Volume 86 Issue 8 | p. 49 | Awards
Issue Date: February 25, 2008

Arthur C. Cope Scholar Awards

Department: ACS News
Credit: Courtesy of Mukund P. Sibi
Credit: Courtesy of Mukund P. Sibi

Mukund P. Sibi, 56, University Distinguished Professor at North Dakota State University (NDSU), is being honored for developing asymmetric radical reactions and applying them to complex syntheses of important bioregulatory natural products. For a long time, one important challenge in radical chemistry was how to make molecules in enantiomerically pure forms by using small-molecule sources. Sibi invented ways of solving this problem.

"Sibi is without question a leader in the important area of asymmetric synthesis," says Amos B. Smith III, chemistry professor at the University of Pennsylvania. Sibi developed novel methods for preparing chiral building blocks and, in so doing, expanded the scope of radical chemistry. Throughout his career, he has been known for working "outside the box"—that is, taking novel approaches to research topics.

○ ○ ○ ○ ○ ○ ○

| Problems to work on |
1. Set down the passage of the Cope Scholar award text between "Volume 86 Issue" and "solving this problem.", inclusive, with its wording unchanged.
2. Write the next part of the text about Mukund P. Sibi's Cope Scholar Award, continuing on from its final sentence.

| Input data |
○ ○ ○ ○ ○ ○ ○

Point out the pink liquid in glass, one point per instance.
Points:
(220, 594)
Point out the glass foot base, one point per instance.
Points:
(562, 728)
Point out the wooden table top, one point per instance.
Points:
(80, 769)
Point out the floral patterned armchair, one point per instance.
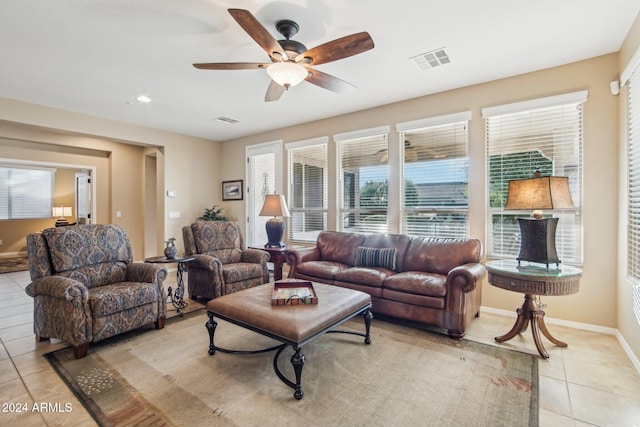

○ ○ ○ ○ ○ ○ ○

| Response list |
1.
Volume 86 Issue 8 | p. 49 | Awards
Issue Date: February 25, 2008

Arthur C. Cope Scholar Awards

Department: ACS News
Credit: Courtesy of Mukund P. Sibi
Credit: Courtesy of Mukund P. Sibi

Mukund P. Sibi, 56, University Distinguished Professor at North Dakota State University (NDSU), is being honored for developing asymmetric radical reactions and applying them to complex syntheses of important bioregulatory natural products. For a long time, one important challenge in radical chemistry was how to make molecules in enantiomerically pure forms by using small-molecule sources. Sibi invented ways of solving this problem.

2.
In addition to his work on radical chemistry, Sibi helped solve problems involved in synthesizing β-amino acids. For example, he published research that describes the use of chiral Lewis acid-catalyzed additions of O-benzylhydroxylamine to unsaturated amides to make β-amino acids (J. Am. Chem. Soc. 1998, 120, 6615).

One of the practical uses of Sibi's fundamental research is more effective syntheses of therapeutic agents. To advance this effort, Sibi founded the Center for Protease Research at NDSU in 2001. The center, which opened with funding from a five-year research grant from the National Institutes of Health, is a broad-based university-wide program that includes faculty in chemistry, cell biology, computational biology, and pharmacology. It aims to combat diseases such as arthritis, diabetes, and cancer. During the first five years, Sibi was doing research in the center, but he now focuses on his role as project director.

One recent area of research is the development of new ways to amplify or enhance selectivity in enantioselective transformations. To achieve this, Sibi and his coworkers use fluxional chirality to enhance the chiral environment close to the site of reaction. They have applied this method to a variety of reactions, including radical chemistry. "Chiral relay is a general method and has allowed us to develop templates, ligands, and additives that can be used effectively in organic reactions," he says.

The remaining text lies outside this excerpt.